[Task description]
Repeat the material below. Keep every line exactly as written.

[Source information]
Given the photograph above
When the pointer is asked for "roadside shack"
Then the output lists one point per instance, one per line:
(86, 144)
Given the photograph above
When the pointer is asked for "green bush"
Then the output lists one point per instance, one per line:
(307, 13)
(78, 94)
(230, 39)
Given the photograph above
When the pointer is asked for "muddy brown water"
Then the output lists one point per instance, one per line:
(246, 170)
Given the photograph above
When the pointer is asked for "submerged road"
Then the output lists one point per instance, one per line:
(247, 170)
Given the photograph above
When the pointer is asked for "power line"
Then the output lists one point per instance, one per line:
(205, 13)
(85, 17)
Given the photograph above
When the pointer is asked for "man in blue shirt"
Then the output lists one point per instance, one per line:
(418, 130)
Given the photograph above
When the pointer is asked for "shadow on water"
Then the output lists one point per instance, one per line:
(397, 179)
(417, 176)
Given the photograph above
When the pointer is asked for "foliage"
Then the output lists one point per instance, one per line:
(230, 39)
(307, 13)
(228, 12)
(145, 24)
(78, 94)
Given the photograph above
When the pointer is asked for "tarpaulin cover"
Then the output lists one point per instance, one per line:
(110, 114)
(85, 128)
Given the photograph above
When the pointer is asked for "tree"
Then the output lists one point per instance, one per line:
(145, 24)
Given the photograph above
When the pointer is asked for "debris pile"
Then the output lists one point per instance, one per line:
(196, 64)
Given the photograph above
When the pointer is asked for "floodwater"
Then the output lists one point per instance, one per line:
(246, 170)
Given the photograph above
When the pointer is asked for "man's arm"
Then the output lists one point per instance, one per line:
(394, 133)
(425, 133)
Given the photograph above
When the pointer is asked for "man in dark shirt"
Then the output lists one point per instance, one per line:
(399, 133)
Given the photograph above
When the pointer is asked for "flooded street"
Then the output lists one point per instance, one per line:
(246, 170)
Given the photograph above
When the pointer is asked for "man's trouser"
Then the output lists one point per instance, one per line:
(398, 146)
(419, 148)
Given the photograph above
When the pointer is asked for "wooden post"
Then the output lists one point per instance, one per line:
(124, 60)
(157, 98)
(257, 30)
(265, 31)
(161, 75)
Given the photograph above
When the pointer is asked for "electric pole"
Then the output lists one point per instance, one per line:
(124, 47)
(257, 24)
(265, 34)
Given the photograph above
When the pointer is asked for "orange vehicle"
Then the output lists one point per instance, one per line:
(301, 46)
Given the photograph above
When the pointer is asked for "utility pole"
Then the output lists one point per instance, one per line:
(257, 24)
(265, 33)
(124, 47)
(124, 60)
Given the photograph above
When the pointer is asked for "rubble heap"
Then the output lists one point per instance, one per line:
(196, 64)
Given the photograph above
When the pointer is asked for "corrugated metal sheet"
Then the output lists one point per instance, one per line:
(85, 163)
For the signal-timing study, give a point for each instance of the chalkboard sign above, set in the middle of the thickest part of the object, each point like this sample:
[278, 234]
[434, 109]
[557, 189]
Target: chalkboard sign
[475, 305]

[Worked solution]
Given the photograph above
When the pointer is asked for "roadside shack"
Then the output lists one point per instance, one per line:
(86, 144)
Given the photograph above
When the pointer is asked for "green bush"
Then the output lists one point per instance, one per line:
(307, 13)
(78, 94)
(230, 39)
Given the photograph above
When the pointer is asked for "muddy brown water"
Then the output lists one point per instance, one per line:
(246, 170)
Given the photograph above
When the pointer is asked for "submerged road"
Then the output lists one point per instance, one per line:
(247, 170)
Given the photograph above
When the pointer is asked for "power line"
Then the output lists one point per instance, one per line:
(205, 13)
(85, 17)
Given the photograph above
When the pointer is asked for "man in blue shirt"
Then the output lists one point per instance, one per line:
(418, 130)
Given the photograph above
When the pointer is asked for "shadow on water"
Then the output lists one point per instance, one per line:
(397, 179)
(417, 176)
Given the photograph above
When the pointer is asked for "foliage"
Then the output lists one point per instance, one per line:
(230, 39)
(307, 13)
(228, 12)
(145, 24)
(78, 94)
Given the photograph above
When the pointer is asked for "tarpaulin cover"
Then the output lists one point per instance, one per line:
(110, 114)
(85, 128)
Given the photograph above
When the pointer is asked for "tree"
Then the output lists one point per instance, one per line:
(145, 24)
Given the photograph above
When the pointer is asked for "debris pile"
Then the output lists one point per instance, one per line:
(196, 64)
Given the photograph above
When the pointer is asked for "floodwater"
Then the output lists one point per instance, one per line:
(246, 170)
Given the photograph above
When the pointer is asked for "man's arm"
Then the output lists one point per instance, one per line:
(394, 133)
(425, 133)
Given the photograph above
When the pointer is asked for "man in dark shirt"
Then the output lists one point per instance, one per line:
(399, 133)
Given the photograph above
When the pointer is asked for "flooded street"
Then the output lists one point per instance, one per line:
(246, 170)
Given the photograph above
When the pointer is asked for "man's trouser"
Then the output lists one point per instance, one per line:
(398, 146)
(419, 148)
Given the photograph above
When the pointer is asked for "wooden post"
Then the output lists one point per instance, one per line:
(124, 60)
(157, 98)
(257, 30)
(265, 31)
(161, 75)
Given the photograph above
When the pointer is asked for "electric pole"
Then the output lists one point per instance, one per line:
(124, 47)
(257, 24)
(265, 34)
Given the photograph above
When the pointer is asked for "orange vehicle"
Then the output lists one point per instance, one per line:
(301, 46)
Given the photograph above
When the pointer is asked for "utility pole"
Then the output lists one point per instance, one per line:
(257, 24)
(265, 33)
(124, 47)
(124, 60)
Given the photograph above
When the pointer is asked for "rubble heap"
Then the output lists one point per instance, one per line:
(196, 64)
Given the photograph above
When the pointer is asked for "corrugated metal sheet"
Then the output lists one point per instance, one per line:
(85, 163)
For the signal-timing study, give a point for each instance of the chalkboard sign above, set in the middle of the thickest part of the object, each point like this sample:
[278, 234]
[434, 109]
[557, 189]
Target: chalkboard sign
[475, 305]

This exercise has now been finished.